Open Access
Add to BibSonomyAbstract
We numerically study a passive THz source based on difference frequency generation between modes sustained by cylindrical AlGaAs microcavities. We show that ring-like structures are advantageous in that they provide additional degrees of freedom for tuning the nonlinear process and for maximizing the nonlinear overlap integral and conversion efficiency.
© 2012 Optical Society of America
1. Introduction
Despite the considerable demand in terms of applications [1], the current state of the art THz sources are still far from ideal. Photoconductive dipole antennas, for example, are very popular for generating and detecting broadband THz pulses, but they require the external excitation of femtosecond lasers. For Continuous-Wave (CW) sources, optical heterodyne mixing (photo-mixing) is still limited to output powers in the 100 nW range below 1 THz, quickly decreasing to few nW at about 2 THz [2]. THz Quantum Cascade Lasers (QCLs) can emit more than 50 mW (peak) in the pulsed regime, but they are poorly tunable and only operate at cryogenic temperatures [3].
The fabrication of a THz source that is, at the same time, compact, providing high output power, and operating at room temperature is still an unsolved challenge. In this context, nonlinear THz sources constitute a promising approach, but they are normally affected by two main drawbacks: 1) the required excitation of external (high-power) pump lasers; and/or 2) small conversion efficiencies.

Extracted information —

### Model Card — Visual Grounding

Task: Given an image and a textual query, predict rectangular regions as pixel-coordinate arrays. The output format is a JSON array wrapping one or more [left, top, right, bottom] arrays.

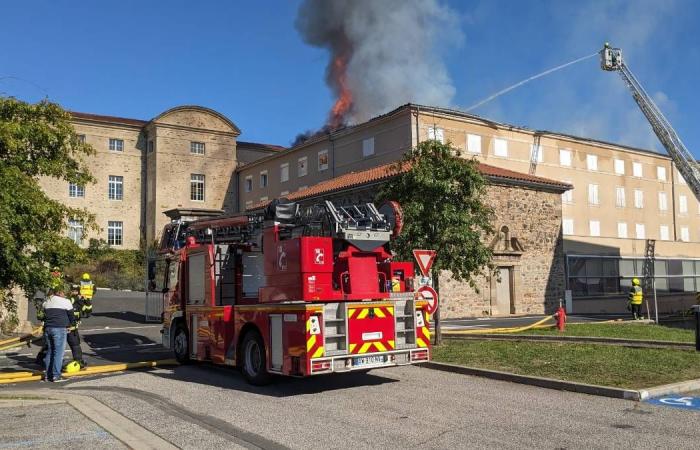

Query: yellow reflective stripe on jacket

* * *

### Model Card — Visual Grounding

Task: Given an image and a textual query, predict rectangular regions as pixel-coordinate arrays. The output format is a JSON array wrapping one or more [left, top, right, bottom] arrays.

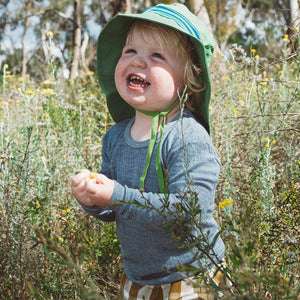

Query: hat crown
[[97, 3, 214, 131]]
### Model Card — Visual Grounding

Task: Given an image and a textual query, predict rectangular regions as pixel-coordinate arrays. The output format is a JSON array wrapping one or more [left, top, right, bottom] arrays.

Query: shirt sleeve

...

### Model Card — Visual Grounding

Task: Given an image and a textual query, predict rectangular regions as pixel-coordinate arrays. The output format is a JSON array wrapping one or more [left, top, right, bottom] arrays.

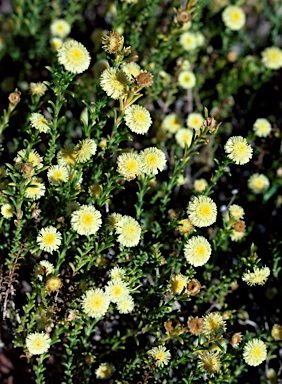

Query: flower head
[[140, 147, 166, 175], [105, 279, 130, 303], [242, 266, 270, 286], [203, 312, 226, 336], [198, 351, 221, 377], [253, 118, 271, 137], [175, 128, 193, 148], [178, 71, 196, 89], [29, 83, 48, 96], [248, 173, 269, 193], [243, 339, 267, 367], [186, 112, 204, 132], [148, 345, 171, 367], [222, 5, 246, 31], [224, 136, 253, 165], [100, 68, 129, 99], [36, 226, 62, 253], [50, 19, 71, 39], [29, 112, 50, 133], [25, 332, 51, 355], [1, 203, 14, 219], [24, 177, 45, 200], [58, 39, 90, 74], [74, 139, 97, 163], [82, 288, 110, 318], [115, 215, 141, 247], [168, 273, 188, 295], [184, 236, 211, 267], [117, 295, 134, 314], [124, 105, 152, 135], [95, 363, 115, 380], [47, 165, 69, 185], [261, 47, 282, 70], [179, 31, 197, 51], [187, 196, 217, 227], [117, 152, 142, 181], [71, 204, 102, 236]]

The exercise — Give the THz source article again from "Open Access" up to and including "and conversion efficiency.", with "cylindrical" replaced by "circular".

Worked answer —
Open Access
Add to BibSonomyAbstract
We numerically study a passive THz source based on difference frequency generation between modes sustained by circular AlGaAs microcavities. We show that ring-like structures are advantageous in that they provide additional degrees of freedom for tuning the nonlinear process and for maximizing the nonlinear overlap integral and conversion efficiency.